#### [Stored dataset items]
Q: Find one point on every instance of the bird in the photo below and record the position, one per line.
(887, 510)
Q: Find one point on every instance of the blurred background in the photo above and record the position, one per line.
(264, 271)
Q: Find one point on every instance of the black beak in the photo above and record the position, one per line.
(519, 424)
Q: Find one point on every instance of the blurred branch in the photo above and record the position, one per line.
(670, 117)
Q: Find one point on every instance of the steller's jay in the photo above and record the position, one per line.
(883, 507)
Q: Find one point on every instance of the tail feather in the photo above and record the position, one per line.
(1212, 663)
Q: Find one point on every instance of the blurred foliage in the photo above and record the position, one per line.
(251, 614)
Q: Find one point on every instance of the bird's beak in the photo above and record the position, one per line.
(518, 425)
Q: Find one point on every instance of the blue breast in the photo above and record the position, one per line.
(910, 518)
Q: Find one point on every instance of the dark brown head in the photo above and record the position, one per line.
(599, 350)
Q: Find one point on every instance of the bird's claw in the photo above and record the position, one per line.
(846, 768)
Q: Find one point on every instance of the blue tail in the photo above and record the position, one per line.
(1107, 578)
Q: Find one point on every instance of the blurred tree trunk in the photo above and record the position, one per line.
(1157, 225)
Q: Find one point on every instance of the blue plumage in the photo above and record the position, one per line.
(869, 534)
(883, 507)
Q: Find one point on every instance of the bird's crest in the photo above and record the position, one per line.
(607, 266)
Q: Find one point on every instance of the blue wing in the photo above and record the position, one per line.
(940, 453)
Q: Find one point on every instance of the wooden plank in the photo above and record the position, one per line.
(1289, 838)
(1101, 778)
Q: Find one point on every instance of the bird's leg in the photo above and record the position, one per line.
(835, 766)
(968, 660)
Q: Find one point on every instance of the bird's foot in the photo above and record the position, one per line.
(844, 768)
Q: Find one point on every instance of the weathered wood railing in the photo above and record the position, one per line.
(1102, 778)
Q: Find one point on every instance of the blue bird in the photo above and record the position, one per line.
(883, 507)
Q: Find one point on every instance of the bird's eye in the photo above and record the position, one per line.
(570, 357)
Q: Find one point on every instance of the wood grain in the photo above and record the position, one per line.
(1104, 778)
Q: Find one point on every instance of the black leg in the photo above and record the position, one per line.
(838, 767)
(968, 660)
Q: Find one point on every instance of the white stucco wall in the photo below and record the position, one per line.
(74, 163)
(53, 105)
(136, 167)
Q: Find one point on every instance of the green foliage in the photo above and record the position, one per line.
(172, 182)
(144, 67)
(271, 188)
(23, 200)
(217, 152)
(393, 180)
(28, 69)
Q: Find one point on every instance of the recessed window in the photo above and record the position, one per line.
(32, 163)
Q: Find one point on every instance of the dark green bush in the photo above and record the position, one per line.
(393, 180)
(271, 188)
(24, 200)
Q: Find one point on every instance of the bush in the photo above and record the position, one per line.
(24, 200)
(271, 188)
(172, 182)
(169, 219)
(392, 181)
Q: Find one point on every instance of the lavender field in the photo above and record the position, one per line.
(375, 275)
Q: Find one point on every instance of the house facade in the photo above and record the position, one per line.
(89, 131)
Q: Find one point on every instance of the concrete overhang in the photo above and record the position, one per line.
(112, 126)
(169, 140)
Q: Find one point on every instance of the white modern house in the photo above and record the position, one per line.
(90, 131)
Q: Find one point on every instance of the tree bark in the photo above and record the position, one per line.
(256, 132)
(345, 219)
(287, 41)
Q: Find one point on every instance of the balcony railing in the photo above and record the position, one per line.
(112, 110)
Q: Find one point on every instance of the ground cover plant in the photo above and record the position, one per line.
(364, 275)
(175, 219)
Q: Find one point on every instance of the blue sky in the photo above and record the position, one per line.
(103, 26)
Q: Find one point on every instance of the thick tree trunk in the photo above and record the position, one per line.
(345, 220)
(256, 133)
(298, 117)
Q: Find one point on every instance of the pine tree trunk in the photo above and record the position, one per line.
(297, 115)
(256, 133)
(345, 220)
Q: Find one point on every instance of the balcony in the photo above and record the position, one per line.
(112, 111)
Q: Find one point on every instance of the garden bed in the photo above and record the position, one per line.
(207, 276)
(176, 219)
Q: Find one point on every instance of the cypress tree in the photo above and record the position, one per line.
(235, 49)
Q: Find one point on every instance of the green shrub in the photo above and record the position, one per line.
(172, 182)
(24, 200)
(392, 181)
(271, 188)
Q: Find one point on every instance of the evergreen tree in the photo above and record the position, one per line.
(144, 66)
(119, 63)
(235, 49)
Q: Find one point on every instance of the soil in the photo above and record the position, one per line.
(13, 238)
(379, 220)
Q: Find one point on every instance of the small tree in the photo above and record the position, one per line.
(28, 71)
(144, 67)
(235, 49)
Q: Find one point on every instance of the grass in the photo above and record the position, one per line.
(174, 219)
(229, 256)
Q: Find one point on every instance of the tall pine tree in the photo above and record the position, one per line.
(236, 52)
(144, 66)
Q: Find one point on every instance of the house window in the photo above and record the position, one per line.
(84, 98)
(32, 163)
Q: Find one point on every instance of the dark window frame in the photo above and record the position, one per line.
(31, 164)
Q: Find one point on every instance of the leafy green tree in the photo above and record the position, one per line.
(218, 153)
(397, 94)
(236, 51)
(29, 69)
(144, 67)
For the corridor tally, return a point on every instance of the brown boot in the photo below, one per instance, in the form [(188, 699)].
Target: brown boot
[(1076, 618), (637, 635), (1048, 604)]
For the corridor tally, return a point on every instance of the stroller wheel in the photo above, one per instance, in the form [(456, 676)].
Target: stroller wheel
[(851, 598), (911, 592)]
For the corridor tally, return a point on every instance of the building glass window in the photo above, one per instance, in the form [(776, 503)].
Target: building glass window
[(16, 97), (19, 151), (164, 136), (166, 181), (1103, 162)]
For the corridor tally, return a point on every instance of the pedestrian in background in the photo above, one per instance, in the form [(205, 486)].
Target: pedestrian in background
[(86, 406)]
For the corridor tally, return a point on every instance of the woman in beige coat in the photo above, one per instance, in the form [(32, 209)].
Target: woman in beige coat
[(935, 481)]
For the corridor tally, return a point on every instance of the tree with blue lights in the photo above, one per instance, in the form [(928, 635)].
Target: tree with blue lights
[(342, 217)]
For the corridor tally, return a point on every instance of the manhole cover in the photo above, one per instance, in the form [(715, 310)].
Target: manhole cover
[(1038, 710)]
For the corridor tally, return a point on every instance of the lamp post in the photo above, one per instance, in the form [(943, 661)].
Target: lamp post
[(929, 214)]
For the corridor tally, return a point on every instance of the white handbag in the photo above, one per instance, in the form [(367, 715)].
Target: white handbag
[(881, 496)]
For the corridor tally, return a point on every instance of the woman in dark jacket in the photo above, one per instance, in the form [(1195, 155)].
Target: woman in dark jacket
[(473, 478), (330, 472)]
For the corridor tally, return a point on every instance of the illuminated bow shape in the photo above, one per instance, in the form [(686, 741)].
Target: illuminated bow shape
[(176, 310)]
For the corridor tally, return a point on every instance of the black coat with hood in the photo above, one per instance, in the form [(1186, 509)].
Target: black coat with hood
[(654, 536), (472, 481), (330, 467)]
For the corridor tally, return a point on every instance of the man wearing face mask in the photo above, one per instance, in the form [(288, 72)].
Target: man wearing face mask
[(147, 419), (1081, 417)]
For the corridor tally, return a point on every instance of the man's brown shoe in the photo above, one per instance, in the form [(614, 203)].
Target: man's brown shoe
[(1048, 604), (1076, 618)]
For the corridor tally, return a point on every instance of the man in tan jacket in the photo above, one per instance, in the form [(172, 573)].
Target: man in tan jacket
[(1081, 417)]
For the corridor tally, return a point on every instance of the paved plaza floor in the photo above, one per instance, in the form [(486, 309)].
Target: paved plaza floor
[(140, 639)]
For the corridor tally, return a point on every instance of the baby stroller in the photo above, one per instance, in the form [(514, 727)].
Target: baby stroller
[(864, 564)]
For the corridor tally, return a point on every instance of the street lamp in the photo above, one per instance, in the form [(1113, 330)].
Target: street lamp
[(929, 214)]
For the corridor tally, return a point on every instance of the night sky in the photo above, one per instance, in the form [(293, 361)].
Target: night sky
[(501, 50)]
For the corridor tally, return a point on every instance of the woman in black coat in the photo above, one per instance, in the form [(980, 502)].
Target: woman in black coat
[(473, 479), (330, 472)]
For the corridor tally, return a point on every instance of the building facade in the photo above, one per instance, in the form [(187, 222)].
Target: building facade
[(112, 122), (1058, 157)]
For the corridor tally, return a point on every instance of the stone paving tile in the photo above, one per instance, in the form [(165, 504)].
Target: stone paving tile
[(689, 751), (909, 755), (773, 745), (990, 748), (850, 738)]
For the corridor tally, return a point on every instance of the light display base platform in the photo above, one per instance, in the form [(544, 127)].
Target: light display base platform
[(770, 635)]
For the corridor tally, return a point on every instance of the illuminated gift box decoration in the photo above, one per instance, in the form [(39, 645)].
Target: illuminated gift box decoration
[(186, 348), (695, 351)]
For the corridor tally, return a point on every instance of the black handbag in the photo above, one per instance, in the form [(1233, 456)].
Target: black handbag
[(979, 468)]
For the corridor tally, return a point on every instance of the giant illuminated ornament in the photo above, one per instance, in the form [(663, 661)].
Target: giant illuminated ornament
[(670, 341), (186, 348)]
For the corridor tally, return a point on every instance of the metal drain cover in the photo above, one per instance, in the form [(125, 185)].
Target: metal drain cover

#### [Task statement]
Pull together all lines from the data that mention the word "drain".

#### [Exercise solution]
For the corridor tally, return a point on every instance of the metal drain cover in the photo above, one per instance, in the form [(125, 185)].
Target: metal drain cover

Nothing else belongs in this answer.